Exercise task 1:
Answer these questions about the forum post on the density matrix calculation:
(a) On which forum was the post written?
(b) What does "(x)" stand for in the post?
(c) Besides "rho," what symbol does the post use for the density matrix?

Friday, August 3, 2012

Keith Kenemer on LinkedIn physics forum wrote:•" Jack,

I get the same result you get if I do the calculation as follows:

|Alice, Bob> = a0 |AB> + a1 |A'B'>

where |AB> = |A>(x)|B> and |A'B'> = |A'> (x) |B'>

[ and (x) = tensor product ]

density matrix rho = p = |Alice,Bob><Alice,Bob|
p = |a0|^2 |AB><AB| +a0a1*|AB><A'B'| + a1a0*|A'B'><AB|+|a1|^2|A'B'><A'B'|

and consider P(|B>) = P(|AB>) + P(|A'B>) since non-zero overlap of <A|A'> means that state A' has a non-zero probability of actually being A (which is entangled with B and would contribute to P(|B>)...

Exercise task 2: Convert the rows, from the first one through the line that contains "[201,235,242,264]", into a numbered list, leaving out blank lines.

Items from a data source:
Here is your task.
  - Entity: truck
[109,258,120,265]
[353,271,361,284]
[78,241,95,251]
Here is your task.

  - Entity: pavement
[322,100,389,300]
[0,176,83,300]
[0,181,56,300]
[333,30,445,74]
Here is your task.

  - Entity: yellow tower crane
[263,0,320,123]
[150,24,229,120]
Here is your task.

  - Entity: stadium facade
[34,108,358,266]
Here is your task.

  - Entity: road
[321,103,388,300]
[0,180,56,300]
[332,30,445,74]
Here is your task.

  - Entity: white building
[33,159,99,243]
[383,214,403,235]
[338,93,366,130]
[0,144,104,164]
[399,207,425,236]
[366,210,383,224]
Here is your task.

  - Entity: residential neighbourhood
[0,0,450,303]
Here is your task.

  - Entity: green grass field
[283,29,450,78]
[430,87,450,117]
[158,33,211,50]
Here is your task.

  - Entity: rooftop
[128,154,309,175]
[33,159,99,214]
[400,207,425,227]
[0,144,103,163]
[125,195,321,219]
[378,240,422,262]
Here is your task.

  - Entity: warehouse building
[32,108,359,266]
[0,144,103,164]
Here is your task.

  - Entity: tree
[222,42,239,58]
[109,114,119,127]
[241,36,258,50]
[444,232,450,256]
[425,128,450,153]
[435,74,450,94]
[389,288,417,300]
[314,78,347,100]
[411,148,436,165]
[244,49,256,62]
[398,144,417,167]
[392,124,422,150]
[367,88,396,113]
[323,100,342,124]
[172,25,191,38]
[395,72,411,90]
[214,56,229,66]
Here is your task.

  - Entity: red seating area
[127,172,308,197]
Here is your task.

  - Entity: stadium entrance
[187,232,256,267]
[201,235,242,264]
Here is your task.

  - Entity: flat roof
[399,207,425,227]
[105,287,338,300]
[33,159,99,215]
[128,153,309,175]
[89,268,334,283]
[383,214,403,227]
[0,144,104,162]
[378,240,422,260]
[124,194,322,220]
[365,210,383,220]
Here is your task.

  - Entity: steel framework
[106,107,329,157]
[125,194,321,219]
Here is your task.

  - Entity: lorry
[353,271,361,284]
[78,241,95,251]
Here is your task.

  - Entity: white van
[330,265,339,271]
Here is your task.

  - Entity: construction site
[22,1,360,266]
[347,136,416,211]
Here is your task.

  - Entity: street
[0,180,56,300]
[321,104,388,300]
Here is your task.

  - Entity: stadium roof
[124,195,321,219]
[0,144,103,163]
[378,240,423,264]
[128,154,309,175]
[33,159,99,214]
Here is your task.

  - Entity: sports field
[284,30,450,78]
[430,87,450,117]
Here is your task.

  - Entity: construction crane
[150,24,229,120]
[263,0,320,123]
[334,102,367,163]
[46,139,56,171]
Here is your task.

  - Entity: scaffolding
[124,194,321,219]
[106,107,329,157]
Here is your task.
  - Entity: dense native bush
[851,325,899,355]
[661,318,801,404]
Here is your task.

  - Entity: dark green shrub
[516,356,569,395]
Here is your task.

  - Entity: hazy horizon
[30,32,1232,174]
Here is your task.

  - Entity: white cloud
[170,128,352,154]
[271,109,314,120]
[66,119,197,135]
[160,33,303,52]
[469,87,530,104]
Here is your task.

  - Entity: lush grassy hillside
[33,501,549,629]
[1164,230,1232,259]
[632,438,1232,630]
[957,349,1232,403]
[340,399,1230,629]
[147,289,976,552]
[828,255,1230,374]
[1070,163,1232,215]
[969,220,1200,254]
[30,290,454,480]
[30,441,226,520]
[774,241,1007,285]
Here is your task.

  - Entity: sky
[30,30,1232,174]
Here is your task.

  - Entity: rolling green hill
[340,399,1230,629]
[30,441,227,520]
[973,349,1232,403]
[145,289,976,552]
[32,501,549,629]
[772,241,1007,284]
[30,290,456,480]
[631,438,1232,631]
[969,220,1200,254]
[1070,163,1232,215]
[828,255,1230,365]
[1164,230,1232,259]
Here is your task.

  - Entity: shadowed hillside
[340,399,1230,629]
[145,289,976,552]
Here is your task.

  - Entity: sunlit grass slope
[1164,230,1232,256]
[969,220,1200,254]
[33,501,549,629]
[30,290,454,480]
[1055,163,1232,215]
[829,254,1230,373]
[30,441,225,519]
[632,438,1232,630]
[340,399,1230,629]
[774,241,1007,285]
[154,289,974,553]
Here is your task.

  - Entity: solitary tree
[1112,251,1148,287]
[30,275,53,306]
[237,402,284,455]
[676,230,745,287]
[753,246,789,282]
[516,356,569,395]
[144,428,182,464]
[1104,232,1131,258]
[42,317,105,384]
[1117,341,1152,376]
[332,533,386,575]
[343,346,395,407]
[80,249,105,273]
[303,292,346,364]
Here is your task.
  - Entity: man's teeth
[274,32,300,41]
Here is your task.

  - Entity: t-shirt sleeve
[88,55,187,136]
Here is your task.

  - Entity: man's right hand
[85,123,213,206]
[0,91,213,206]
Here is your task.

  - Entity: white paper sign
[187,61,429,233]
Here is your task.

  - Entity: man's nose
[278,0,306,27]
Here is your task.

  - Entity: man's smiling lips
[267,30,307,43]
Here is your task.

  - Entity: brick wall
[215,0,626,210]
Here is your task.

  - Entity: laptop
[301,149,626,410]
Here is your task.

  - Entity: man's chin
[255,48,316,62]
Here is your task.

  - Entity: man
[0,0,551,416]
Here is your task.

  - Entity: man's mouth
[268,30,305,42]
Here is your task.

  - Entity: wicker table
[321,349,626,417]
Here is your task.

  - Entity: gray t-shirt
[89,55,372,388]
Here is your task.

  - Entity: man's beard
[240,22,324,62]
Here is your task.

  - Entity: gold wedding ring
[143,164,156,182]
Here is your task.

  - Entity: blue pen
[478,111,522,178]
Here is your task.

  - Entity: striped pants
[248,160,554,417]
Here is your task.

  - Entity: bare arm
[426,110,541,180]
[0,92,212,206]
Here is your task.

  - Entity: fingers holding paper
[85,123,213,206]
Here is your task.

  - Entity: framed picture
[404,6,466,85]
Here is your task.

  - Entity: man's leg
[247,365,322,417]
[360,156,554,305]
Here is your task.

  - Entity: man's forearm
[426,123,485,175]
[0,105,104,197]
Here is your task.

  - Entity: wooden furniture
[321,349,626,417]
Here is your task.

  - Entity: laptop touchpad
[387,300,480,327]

Exercise result 1:
(a) The LinkedIn physics forum.
(b) The tensor product.
(c) p.

Exercise result 2:
1. Here is your task.
2.   - Entity: truck
3. [109,258,120,265]
4. [353,271,361,284]
5. [78,241,95,251]
6. Here is your task.
7.   - Entity: pavement
8. [322,100,389,300]
9. [0,176,83,300]
10. [0,181,56,300]
11. [333,30,445,74]
12. Here is your task.
13.   - Entity: yellow tower crane
14. [263,0,320,123]
15. [150,24,229,120]
16. Here is your task.
17.   - Entity: stadium facade
18. [34,108,358,266]
19. Here is your task.
20.   - Entity: road
21. [321,103,388,300]
22. [0,180,56,300]
23. [332,30,445,74]
24. Here is your task.
25.   - Entity: white building
26. [33,159,99,243]
27. [383,214,403,235]
28. [338,93,366,130]
29. [0,144,104,164]
30. [399,207,425,236]
31. [366,210,383,224]
32. Here is your task.
33.   - Entity: residential neighbourhood
34. [0,0,450,303]
35. Here is your task.
36.   - Entity: green grass field
37. [283,29,450,78]
38. [430,87,450,117]
39. [158,33,211,50]
40. Here is your task.
41.   - Entity: rooftop
42. [128,154,309,175]
43. [33,159,99,214]
44. [400,207,425,227]
45. [0,144,103,163]
46. [125,195,321,219]
47. [378,240,422,262]
48. Here is your task.
49.   - Entity: warehouse building
50. [32,108,359,266]
51. [0,144,103,164]
52. Here is your task.
53.   - Entity: tree
54. [222,42,239,58]
55. [109,114,119,127]
56. [241,36,258,50]
57. [444,232,450,256]
58. [425,128,450,153]
59. [435,74,450,94]
60. [389,288,417,300]
61. [314,78,347,100]
62. [411,148,436,165]
63. [244,49,256,62]
64. [398,144,417,167]
65. [392,124,422,150]
66. [367,88,396,113]
67. [323,100,342,124]
68. [172,25,191,38]
69. [395,72,411,90]
70. [214,56,229,66]
71. Here is your task.
72.   - Entity: red seating area
73. [127,172,308,197]
74. Here is your task.
75.   - Entity: stadium entrance
76. [187,232,256,267]
77. [201,235,242,264]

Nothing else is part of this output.